▶ _Stated task_: Look below for the line with "Locate every instance of the church building", and from there restate every line word for word until the entries end.

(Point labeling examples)
————————
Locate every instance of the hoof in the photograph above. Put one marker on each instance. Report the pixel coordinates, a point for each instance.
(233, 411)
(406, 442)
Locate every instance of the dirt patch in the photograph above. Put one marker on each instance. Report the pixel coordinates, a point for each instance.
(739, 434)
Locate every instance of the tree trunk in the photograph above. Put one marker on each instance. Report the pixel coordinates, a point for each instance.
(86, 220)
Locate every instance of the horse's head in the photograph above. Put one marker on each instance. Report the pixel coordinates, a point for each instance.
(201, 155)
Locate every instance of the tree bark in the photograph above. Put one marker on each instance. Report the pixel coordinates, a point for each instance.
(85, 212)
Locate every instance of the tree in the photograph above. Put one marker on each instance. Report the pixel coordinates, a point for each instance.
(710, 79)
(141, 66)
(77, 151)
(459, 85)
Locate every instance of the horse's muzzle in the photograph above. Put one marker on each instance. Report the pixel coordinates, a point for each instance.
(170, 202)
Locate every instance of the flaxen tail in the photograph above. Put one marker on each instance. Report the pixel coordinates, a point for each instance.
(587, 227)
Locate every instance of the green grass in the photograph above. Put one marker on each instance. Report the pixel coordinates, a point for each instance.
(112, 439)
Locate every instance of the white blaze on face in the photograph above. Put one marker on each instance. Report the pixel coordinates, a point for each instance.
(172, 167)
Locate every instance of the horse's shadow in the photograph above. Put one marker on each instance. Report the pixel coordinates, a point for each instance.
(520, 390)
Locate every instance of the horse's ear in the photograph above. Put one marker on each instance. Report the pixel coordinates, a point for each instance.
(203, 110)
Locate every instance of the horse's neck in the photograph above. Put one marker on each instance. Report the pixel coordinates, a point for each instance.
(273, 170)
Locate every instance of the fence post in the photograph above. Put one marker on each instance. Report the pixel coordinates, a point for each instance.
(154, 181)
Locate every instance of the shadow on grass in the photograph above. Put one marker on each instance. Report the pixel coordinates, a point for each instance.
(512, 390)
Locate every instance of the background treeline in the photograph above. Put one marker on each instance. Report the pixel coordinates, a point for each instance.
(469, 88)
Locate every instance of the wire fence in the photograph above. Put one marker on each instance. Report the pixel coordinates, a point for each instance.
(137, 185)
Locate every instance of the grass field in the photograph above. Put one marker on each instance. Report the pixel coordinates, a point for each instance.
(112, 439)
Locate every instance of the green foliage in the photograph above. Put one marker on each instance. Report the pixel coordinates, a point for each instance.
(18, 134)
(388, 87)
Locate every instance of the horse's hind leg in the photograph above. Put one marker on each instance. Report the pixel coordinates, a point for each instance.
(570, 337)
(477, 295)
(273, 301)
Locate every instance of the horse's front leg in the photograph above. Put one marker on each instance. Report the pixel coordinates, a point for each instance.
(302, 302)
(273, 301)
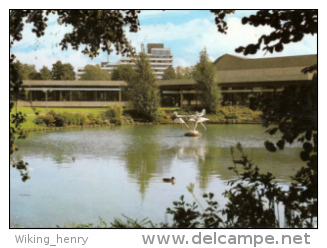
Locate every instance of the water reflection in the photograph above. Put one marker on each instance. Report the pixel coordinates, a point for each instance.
(119, 170)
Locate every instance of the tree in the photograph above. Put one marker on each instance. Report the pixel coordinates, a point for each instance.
(169, 73)
(95, 29)
(94, 72)
(122, 72)
(205, 76)
(25, 71)
(62, 71)
(288, 26)
(184, 72)
(143, 91)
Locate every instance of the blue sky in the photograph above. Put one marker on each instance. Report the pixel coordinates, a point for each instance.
(185, 32)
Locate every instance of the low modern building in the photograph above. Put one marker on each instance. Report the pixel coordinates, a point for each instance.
(239, 79)
(160, 59)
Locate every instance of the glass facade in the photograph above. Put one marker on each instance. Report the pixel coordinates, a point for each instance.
(71, 95)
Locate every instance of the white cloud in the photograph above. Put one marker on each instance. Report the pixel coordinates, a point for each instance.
(185, 39)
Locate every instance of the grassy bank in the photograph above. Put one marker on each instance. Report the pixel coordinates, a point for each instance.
(101, 116)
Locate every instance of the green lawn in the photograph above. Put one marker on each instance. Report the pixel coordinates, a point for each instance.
(30, 115)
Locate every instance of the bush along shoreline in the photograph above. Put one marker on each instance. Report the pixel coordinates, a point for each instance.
(115, 116)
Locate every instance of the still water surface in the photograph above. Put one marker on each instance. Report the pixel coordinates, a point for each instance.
(119, 170)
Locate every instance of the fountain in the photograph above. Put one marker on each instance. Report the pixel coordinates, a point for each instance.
(195, 119)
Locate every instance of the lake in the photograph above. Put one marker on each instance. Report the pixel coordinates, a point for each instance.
(118, 171)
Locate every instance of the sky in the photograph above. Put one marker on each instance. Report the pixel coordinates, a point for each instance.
(185, 32)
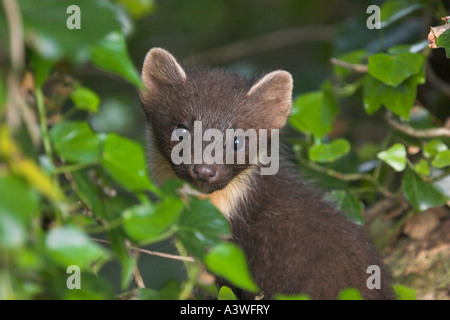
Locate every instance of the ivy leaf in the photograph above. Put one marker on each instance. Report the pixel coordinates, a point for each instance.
(422, 167)
(350, 294)
(434, 147)
(404, 293)
(85, 99)
(69, 245)
(228, 261)
(17, 199)
(201, 226)
(421, 194)
(50, 35)
(147, 222)
(225, 293)
(111, 55)
(399, 100)
(394, 69)
(314, 113)
(349, 204)
(395, 156)
(76, 141)
(329, 152)
(442, 159)
(124, 161)
(394, 10)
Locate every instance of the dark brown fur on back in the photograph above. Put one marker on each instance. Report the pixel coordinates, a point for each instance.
(294, 241)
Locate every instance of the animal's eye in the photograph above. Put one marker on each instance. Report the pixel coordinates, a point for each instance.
(239, 143)
(181, 131)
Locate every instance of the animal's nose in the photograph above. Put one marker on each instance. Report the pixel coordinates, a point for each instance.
(204, 173)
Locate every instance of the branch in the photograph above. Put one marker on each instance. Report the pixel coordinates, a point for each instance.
(348, 176)
(153, 253)
(410, 131)
(274, 40)
(16, 37)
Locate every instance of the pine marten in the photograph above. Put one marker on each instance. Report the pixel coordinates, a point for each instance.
(295, 242)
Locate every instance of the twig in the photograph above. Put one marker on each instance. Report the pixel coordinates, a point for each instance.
(153, 253)
(16, 38)
(359, 68)
(348, 176)
(410, 131)
(137, 277)
(274, 40)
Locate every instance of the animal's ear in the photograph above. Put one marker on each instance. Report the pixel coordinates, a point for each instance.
(273, 93)
(160, 67)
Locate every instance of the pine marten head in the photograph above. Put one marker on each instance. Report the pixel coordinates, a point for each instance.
(181, 101)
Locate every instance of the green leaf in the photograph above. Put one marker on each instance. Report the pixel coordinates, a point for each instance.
(353, 57)
(41, 68)
(76, 141)
(225, 293)
(69, 245)
(111, 54)
(442, 159)
(314, 113)
(201, 226)
(12, 232)
(169, 291)
(434, 147)
(404, 293)
(392, 11)
(292, 297)
(399, 100)
(138, 8)
(147, 222)
(394, 69)
(422, 167)
(124, 161)
(349, 204)
(85, 99)
(17, 199)
(421, 194)
(228, 261)
(395, 156)
(329, 152)
(444, 41)
(350, 294)
(46, 27)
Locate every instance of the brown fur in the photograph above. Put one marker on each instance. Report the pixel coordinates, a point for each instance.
(294, 241)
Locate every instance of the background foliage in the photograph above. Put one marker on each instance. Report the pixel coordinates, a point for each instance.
(370, 126)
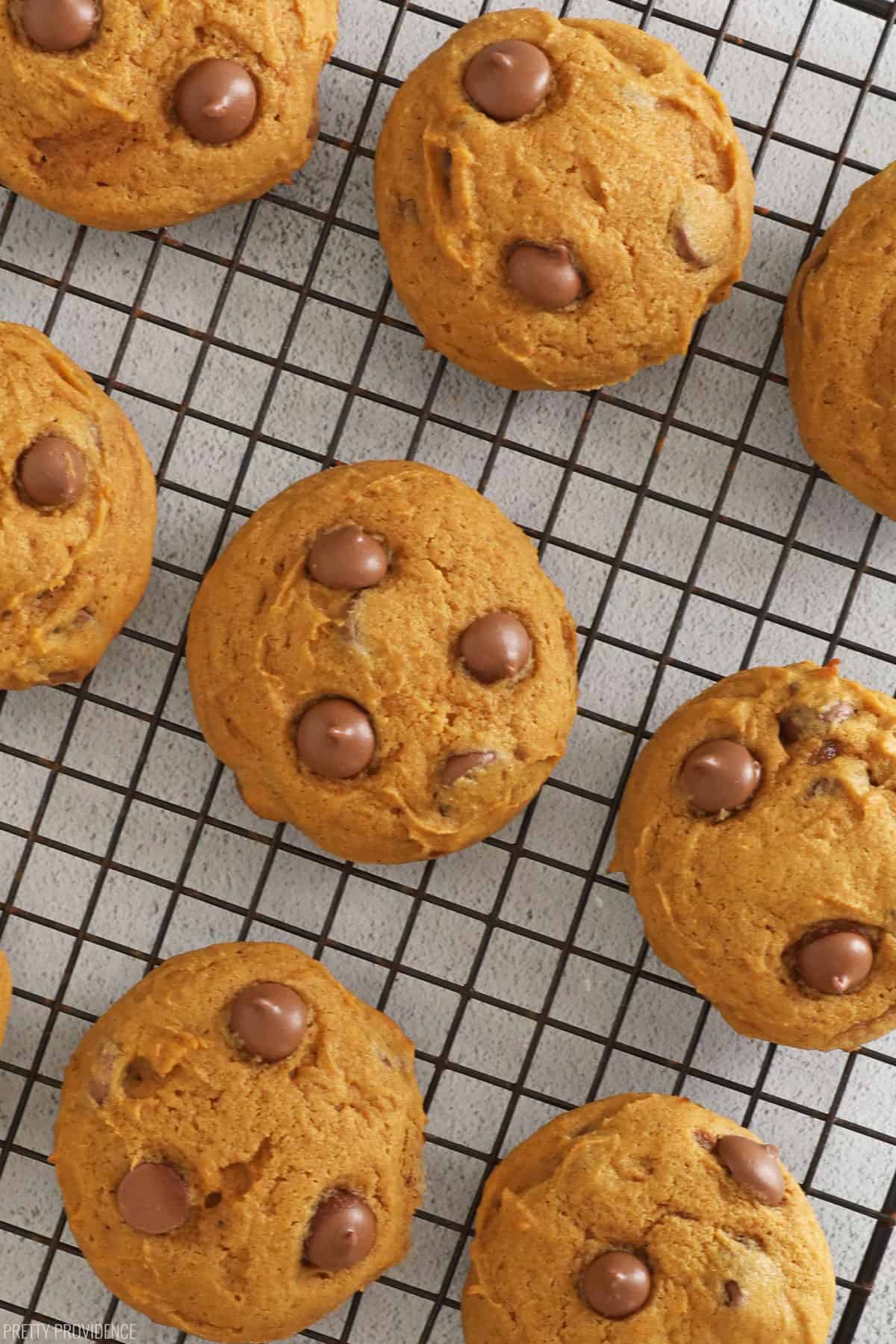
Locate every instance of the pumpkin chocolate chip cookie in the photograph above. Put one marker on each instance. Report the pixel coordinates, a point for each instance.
(647, 1218)
(561, 199)
(382, 662)
(240, 1142)
(78, 515)
(134, 114)
(840, 336)
(758, 833)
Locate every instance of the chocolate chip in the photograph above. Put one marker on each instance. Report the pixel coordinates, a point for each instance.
(269, 1021)
(347, 558)
(615, 1285)
(721, 776)
(152, 1198)
(544, 276)
(60, 25)
(52, 473)
(215, 101)
(754, 1166)
(684, 240)
(836, 962)
(455, 768)
(335, 738)
(494, 647)
(101, 1074)
(827, 752)
(341, 1233)
(508, 80)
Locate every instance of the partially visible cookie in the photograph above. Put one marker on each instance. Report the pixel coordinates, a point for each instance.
(561, 199)
(840, 336)
(758, 833)
(647, 1218)
(134, 114)
(382, 662)
(240, 1142)
(6, 995)
(78, 505)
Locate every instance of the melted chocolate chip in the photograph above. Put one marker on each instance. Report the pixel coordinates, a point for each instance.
(269, 1021)
(335, 738)
(341, 1234)
(837, 712)
(615, 1285)
(546, 277)
(52, 473)
(455, 768)
(836, 962)
(754, 1166)
(827, 752)
(494, 647)
(60, 25)
(508, 80)
(347, 558)
(153, 1199)
(215, 101)
(721, 776)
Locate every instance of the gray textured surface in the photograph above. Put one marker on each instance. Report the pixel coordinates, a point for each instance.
(187, 848)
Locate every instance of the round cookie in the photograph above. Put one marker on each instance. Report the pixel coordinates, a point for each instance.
(6, 995)
(134, 116)
(382, 662)
(561, 201)
(240, 1142)
(758, 833)
(78, 515)
(647, 1218)
(840, 335)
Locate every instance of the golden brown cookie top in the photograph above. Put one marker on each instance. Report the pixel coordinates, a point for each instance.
(758, 833)
(645, 1218)
(561, 199)
(134, 114)
(841, 346)
(238, 1142)
(78, 514)
(382, 660)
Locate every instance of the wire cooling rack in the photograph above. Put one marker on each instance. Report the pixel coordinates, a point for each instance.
(692, 537)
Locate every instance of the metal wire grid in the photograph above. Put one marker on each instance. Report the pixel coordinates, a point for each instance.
(429, 1313)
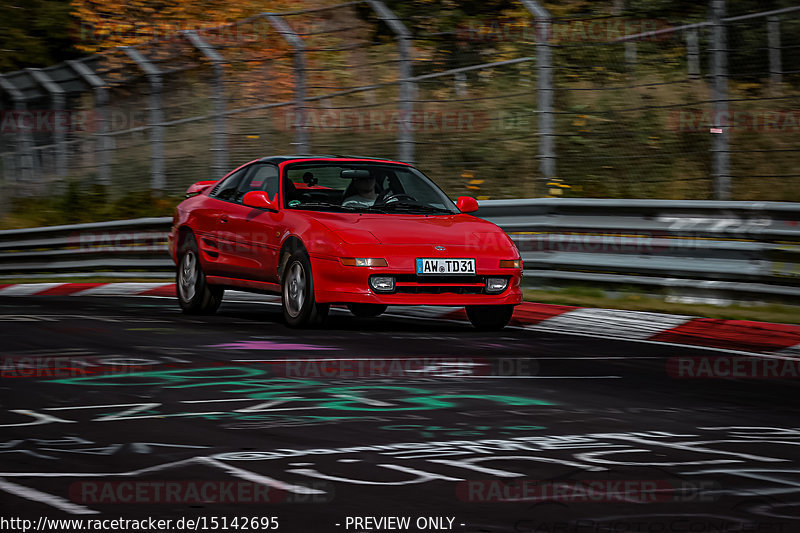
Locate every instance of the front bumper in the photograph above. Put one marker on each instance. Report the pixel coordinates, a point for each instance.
(336, 283)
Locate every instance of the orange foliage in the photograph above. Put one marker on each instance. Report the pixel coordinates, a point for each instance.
(103, 24)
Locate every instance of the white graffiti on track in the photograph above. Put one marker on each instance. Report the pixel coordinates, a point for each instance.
(52, 448)
(721, 452)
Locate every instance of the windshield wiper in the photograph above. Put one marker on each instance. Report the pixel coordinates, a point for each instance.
(407, 207)
(317, 205)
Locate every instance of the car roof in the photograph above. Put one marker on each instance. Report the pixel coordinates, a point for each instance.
(278, 159)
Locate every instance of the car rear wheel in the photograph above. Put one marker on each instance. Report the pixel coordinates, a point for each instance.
(366, 310)
(297, 294)
(195, 296)
(490, 317)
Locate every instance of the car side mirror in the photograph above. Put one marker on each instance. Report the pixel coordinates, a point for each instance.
(259, 200)
(467, 204)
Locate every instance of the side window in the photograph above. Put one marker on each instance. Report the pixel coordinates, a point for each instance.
(263, 178)
(228, 188)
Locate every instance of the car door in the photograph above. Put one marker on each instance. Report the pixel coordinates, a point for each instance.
(216, 249)
(251, 235)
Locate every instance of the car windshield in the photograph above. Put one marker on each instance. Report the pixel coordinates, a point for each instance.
(362, 187)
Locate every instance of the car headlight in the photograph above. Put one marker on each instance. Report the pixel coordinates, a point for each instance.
(382, 283)
(363, 261)
(496, 285)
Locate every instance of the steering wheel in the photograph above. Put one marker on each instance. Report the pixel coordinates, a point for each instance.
(389, 196)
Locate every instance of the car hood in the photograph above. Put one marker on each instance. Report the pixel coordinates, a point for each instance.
(406, 229)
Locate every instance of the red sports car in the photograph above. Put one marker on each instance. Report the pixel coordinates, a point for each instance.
(322, 230)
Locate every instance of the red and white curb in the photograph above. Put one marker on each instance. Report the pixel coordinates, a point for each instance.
(733, 335)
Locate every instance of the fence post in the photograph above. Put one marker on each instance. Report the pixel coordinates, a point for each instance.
(693, 53)
(405, 136)
(547, 155)
(102, 154)
(57, 106)
(721, 124)
(775, 63)
(294, 40)
(24, 144)
(219, 147)
(156, 118)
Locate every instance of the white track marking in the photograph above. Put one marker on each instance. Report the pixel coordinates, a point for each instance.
(628, 324)
(27, 289)
(43, 497)
(118, 289)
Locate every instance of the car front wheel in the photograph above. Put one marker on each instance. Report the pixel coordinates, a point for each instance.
(490, 317)
(297, 294)
(195, 296)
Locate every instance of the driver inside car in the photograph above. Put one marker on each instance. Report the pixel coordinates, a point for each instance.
(365, 192)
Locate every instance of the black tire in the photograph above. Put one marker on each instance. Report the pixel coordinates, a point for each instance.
(297, 294)
(367, 310)
(490, 317)
(195, 296)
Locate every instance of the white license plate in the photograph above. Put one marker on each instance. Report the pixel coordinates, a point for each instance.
(445, 267)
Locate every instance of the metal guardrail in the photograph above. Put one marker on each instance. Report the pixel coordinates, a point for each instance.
(746, 249)
(119, 249)
(750, 249)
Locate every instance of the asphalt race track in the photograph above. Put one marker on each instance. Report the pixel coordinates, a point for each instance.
(125, 408)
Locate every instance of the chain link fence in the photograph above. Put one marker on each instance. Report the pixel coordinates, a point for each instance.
(526, 104)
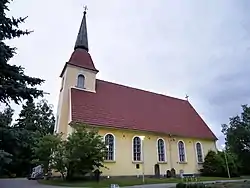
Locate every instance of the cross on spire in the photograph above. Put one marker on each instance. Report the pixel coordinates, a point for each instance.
(82, 37)
(85, 9)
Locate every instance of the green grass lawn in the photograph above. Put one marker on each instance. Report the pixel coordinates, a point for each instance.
(231, 185)
(121, 182)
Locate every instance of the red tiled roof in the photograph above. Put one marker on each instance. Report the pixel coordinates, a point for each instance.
(120, 106)
(80, 58)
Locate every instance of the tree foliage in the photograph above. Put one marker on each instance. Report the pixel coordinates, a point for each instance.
(14, 83)
(35, 121)
(237, 136)
(82, 152)
(215, 164)
(37, 117)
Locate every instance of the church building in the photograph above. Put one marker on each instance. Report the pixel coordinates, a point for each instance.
(146, 133)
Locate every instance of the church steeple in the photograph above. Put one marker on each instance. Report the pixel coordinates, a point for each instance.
(82, 37)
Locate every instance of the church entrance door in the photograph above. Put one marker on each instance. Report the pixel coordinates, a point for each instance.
(157, 170)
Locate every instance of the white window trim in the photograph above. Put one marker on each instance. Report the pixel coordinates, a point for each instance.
(165, 150)
(114, 145)
(133, 149)
(185, 152)
(80, 74)
(201, 152)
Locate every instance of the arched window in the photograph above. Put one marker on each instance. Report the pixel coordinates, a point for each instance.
(161, 150)
(181, 149)
(80, 81)
(199, 152)
(110, 143)
(136, 149)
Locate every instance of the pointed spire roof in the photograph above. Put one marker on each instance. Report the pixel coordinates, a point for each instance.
(82, 37)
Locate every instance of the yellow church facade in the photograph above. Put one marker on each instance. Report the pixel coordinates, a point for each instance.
(146, 133)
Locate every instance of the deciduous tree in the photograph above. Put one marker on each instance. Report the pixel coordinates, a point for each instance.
(15, 85)
(237, 135)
————————
▶ _Task output_:
Locate every instance of the church building in the photograph above. Put one marker on each instance. Report the pixel coordinates, a point for each instance.
(146, 133)
Locate every instance of the church steeple in the photograph above. Put one marker on each instance. Report the pixel coordinates, a point for each instance.
(82, 37)
Locate every instance of the church entrance door in the photograph above. Put one marker on each instance. Report the pixel coordinates, a point for each instance.
(157, 170)
Locate every instance of the white window trim in the photograph above. Put one marker on each instance. Report the pixel coordinates, a point for each instance.
(165, 150)
(114, 145)
(133, 149)
(185, 152)
(80, 74)
(201, 152)
Locate every instance of the arched window in the photograph above. Put one marker on each instance. Report the pixel coordinates, a point for each instance.
(161, 150)
(181, 149)
(80, 81)
(199, 152)
(110, 143)
(136, 149)
Locate every instance of the pointed spire roof in the photograph above. Put one marker on each instance. Report the pixel coordinates, a point for each instance.
(82, 37)
Locate every instance of the yellow church facade in the photograph above. Put one marker on each instance. Report the pixel coordinates, a point for each instance.
(146, 133)
Locate every instance of the deciduous tree in the photograph above. Put one marker on each instance. Report the pixel coordinates, a point for each instance.
(15, 85)
(237, 135)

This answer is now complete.